> **DATA FOR THE TASK**
┌──
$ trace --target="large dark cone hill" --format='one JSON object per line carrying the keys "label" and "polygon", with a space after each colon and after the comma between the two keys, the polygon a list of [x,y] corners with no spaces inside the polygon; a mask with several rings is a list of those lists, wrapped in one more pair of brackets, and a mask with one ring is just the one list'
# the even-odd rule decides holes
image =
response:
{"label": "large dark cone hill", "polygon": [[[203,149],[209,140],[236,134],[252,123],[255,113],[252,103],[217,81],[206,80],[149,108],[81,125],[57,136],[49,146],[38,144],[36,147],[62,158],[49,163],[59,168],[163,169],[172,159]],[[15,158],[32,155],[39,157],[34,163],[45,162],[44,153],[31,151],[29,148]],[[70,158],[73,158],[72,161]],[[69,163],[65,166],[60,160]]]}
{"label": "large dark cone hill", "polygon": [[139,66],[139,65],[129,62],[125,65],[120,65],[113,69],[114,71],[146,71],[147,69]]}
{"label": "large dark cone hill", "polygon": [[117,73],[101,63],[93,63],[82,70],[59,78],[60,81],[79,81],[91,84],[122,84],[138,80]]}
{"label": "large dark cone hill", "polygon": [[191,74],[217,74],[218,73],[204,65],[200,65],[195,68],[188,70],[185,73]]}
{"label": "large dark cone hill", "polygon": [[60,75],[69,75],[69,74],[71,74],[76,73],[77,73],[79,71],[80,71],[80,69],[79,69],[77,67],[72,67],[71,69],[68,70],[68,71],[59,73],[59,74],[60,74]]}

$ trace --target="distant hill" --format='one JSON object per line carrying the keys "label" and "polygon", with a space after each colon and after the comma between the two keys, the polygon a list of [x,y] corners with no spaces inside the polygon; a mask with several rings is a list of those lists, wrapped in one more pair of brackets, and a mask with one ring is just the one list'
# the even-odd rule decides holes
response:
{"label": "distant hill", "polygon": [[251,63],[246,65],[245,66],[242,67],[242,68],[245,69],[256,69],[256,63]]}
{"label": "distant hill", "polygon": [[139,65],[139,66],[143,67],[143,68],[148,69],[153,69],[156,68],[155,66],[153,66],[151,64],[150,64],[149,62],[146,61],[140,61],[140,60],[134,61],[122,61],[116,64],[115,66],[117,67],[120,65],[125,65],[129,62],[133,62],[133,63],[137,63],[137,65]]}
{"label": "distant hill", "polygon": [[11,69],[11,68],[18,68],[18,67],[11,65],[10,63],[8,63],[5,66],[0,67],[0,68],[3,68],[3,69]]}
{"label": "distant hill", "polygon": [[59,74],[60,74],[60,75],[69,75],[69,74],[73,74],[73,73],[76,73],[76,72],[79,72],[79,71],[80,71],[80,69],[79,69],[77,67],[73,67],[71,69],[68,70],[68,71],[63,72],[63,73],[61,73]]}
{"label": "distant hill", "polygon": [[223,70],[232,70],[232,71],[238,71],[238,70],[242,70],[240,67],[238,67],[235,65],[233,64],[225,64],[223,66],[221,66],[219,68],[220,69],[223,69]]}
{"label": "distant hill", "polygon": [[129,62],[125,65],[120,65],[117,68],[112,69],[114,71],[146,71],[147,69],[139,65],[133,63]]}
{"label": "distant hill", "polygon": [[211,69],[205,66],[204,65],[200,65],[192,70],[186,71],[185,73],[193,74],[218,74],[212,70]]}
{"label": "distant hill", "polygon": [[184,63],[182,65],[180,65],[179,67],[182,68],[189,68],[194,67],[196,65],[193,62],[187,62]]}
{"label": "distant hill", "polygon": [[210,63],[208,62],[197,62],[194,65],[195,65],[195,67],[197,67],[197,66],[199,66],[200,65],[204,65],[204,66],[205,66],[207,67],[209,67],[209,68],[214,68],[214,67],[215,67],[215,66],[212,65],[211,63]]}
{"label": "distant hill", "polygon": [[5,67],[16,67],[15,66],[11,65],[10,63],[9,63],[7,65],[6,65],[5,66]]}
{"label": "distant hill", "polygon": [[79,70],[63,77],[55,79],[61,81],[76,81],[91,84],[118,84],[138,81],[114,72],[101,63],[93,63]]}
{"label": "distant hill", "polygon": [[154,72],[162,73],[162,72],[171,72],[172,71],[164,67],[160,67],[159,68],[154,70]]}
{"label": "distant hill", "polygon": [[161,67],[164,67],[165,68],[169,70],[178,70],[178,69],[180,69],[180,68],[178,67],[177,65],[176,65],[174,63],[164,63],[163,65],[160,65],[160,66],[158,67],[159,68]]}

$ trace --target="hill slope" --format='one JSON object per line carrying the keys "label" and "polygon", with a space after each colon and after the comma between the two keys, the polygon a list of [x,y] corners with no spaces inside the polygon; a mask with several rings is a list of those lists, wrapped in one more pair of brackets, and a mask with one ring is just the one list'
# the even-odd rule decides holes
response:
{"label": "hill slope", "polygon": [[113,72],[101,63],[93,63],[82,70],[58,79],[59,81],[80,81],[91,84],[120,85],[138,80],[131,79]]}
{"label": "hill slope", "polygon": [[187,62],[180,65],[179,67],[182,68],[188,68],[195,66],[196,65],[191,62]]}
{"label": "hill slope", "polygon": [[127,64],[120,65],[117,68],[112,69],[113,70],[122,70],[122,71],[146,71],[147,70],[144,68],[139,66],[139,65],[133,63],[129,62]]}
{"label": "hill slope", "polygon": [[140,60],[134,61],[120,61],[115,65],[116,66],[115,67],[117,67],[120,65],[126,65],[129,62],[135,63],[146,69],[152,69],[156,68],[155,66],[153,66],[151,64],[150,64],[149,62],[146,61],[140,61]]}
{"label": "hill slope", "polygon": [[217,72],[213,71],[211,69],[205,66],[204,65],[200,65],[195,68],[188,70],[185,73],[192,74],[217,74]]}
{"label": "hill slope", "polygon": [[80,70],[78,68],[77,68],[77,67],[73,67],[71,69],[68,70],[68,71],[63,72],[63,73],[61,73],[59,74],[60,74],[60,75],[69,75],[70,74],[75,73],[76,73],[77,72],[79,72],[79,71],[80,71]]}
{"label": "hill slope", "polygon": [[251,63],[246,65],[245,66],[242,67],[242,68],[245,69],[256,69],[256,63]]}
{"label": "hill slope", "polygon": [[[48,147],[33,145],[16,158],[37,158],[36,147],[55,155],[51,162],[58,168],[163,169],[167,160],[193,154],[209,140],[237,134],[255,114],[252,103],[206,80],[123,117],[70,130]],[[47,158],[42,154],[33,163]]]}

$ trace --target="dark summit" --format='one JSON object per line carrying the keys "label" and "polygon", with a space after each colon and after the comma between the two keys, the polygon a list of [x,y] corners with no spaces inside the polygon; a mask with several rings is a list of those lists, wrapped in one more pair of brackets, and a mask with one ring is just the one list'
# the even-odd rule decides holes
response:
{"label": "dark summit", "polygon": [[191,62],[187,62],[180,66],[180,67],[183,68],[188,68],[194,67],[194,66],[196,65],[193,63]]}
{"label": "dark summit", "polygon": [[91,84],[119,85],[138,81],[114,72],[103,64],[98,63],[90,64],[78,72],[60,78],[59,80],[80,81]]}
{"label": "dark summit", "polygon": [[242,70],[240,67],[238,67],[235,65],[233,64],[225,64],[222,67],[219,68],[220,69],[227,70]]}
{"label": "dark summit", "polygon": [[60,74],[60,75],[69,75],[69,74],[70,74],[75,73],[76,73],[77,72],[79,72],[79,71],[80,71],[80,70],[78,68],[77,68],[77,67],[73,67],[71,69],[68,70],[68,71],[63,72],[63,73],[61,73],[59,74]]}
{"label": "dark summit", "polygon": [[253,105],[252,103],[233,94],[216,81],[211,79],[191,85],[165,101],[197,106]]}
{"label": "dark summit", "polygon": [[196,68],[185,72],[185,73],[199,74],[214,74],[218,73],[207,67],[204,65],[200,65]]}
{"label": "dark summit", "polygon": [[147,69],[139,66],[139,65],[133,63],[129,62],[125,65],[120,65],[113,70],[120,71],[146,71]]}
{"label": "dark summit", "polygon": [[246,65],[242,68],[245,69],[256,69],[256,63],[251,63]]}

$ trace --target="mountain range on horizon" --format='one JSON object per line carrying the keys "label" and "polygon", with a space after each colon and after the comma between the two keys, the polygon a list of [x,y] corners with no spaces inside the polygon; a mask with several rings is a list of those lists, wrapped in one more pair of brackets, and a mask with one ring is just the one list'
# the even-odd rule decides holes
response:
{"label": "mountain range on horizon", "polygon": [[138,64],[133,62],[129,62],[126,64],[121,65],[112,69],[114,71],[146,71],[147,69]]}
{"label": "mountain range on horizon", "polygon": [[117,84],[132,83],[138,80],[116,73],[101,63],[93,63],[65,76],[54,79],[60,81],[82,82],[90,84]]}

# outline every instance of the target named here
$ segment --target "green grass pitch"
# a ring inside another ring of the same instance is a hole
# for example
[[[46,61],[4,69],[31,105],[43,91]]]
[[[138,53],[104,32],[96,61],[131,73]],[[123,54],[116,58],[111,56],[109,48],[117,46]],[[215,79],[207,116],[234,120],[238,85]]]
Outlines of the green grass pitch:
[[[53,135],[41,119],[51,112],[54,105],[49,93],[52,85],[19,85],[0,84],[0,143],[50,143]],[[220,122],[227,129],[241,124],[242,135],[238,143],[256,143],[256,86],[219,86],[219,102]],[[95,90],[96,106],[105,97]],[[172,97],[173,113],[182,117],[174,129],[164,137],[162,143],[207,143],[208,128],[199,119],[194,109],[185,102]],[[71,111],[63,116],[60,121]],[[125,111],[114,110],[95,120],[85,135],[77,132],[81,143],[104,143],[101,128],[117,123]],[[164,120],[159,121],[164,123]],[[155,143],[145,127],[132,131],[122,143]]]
└──
> **TASK TO CARRY OUT**
Render the lines from the one containing "# outline every" through the one containing "[[[46,61],[4,69],[31,105],[43,91]]]" as a JSON list of strings, one string per line, omitting any blank lines.

> **EXPECTED ANSWER**
[
  "# outline every instance of the target named here",
  "$ segment --target \"green grass pitch\"",
  "# a ring inside another ring of the same instance is a hole",
  "# for example",
  "[[[46,61],[4,69],[31,105],[43,91]]]"
]